■ SET TASK A: Select every line of the rows below that contains the word "wing", and copy each one.
┄┄┄┄┄┄┄┄┄┄┄┄┄┄┄┄┄┄┄┄
Example: In one project, we analyzed the internal processes of the sales department. One of the planning steps consumed half a day on average and was carried out regularly. The organization was growing substantially, so that the process needed to be rethought for scalability. In a workshop, we modeled the current state of the process and analyzed possibilities for restructuring including the automated processing of data. We were able to eliminate all media discontinuities by fully digitizing the planning process through a web-application. Large parts of the data were then gathered and processed automatically. Overall, this led to significant time savings of up to 80% and further increased quality and transparency of this process.
2.2 Data understanding and preparation
The second important step is to understand and prepare the available data. Both technical and economic feasibility of a use case depend strongly on the data available, which makes use cases highly individual according to a company’s data situation. Therefore, several topics need to be taken into account when aiming to use data successfully. Put in simple terms, the following factors influence the potential of your data and how well you can build models from it. They can be considered as levels of data needs building on each other. Each level requires a certain maturity of the previous level:
1. Data sources and types
First, where does your data come from and since when are you recording it? Is it a structured SQL-Database, a sensor-stream, a manually filled spread-sheet-file, or something else? Data can be structured or unstructured. For example, a free text document like a project report or an invoice in pdf-format is considered unstructured data. If you have a form like a contact form on a website, then each field (e.g. name or email address) has a particular meaning. This represents structured data. Unstructured data is much harder to process and requires more steps to prepare the data.
Data types regard to the kind of data. For example, this can be text, numerical, or categorical. The latter refers to a fixed set of values that the data can take on, e.g. ‘True’ or ‘False’ or colors of a product ‘red’, ‘green’, or ‘blue’.
2. Data quality
Second, it is important to assess and understand the quality of the data available. In particular, the following questions are of importance: Are the val- ues complete over the whole data set or are there missing values? How should they be handled and how does this affect the quality of the application? Can the root problem be fixed or can the data be processed even when values are missing? Are out-liners present in the data? If so, the data might need to be cleansed. Many of these rather technical issues can also point to issues in the process setup itself.
3. Data content
Third, it is important to understand what information does this data represent? With numerical data, descriptive statistics can be used to describe the data (i.e. data distribution, histograms, etc.). Although this step may seem tedious and without a clear goal at first, every minute spent is well invested. It is a prerequisite to understand the data available very well. Then, a judgment of the models concerning their suitability and application is possible at later stage of the process. When digging into the data, ideas for potential use cases can be generat- ed. In most cases, insights about operational and organizational processes can be gained, which are not expected at first.
┄┄┄┄┄┄┄┄┄┄┄┄┄┄┄┄┄┄┄┄
■ SET TASK B: Reproduce verbatim the portion of the passage on data understanding and preparation starting with "Data types regard" and going on through "process setup itself.".

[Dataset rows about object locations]
┄┄┄┄┄┄┄┄┄┄┄┄┄┄┄┄┄┄┄┄
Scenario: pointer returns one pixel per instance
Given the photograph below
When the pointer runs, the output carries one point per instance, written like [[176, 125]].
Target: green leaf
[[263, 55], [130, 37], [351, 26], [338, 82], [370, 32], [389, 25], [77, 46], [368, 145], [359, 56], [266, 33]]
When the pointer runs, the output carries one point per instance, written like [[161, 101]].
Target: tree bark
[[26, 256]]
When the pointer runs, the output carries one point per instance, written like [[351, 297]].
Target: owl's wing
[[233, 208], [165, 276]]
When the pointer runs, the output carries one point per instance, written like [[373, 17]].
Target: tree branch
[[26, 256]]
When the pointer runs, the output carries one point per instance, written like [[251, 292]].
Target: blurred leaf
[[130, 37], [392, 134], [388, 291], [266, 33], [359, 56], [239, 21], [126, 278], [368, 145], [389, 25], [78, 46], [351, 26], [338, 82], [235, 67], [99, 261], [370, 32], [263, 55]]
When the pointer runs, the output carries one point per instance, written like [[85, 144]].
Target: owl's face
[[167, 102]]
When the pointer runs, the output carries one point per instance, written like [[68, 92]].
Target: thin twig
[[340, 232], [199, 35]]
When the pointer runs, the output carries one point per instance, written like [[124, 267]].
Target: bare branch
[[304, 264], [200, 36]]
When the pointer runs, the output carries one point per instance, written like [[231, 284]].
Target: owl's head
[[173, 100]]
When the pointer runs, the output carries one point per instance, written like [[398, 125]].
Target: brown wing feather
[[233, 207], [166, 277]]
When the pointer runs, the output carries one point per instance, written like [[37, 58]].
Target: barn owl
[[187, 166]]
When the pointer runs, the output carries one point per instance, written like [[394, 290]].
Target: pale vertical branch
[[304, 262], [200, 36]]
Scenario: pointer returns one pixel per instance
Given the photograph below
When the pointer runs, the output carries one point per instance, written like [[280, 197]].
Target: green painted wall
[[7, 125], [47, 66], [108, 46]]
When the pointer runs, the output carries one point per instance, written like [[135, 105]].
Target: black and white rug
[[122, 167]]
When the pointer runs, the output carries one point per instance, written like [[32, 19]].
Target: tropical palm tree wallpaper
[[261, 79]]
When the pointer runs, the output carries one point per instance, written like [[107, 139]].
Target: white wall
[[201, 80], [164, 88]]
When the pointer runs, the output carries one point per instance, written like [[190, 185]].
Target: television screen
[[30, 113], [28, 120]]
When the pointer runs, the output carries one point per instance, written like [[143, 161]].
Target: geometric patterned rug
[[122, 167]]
┄┄┄┄┄┄┄┄┄┄┄┄┄┄┄┄┄┄┄┄
■ EXPECTED ANSWER A:
Target: owl's wing
Target: brown wing feather

■ EXPECTED ANSWER B:
Data types regard to the kind of data. For example, this can be text, numerical, or categorical. The latter refers to a fixed set of values that the data can take on, e.g. ‘True’ or ‘False’ or colors of a product ‘red’, ‘green’, or ‘blue’.
2. Data quality
Second, it is important to assess and understand the quality of the data available. In particular, the following questions are of importance: Are the val- ues complete over the whole data set or are there missing values? How should they be handled and how does this affect the quality of the application? Can the root problem be fixed or can the data be processed even when values are missing? Are out-liners present in the data? If so, the data might need to be cleansed. Many of these rather technical issues can also point to issues in the process setup itself.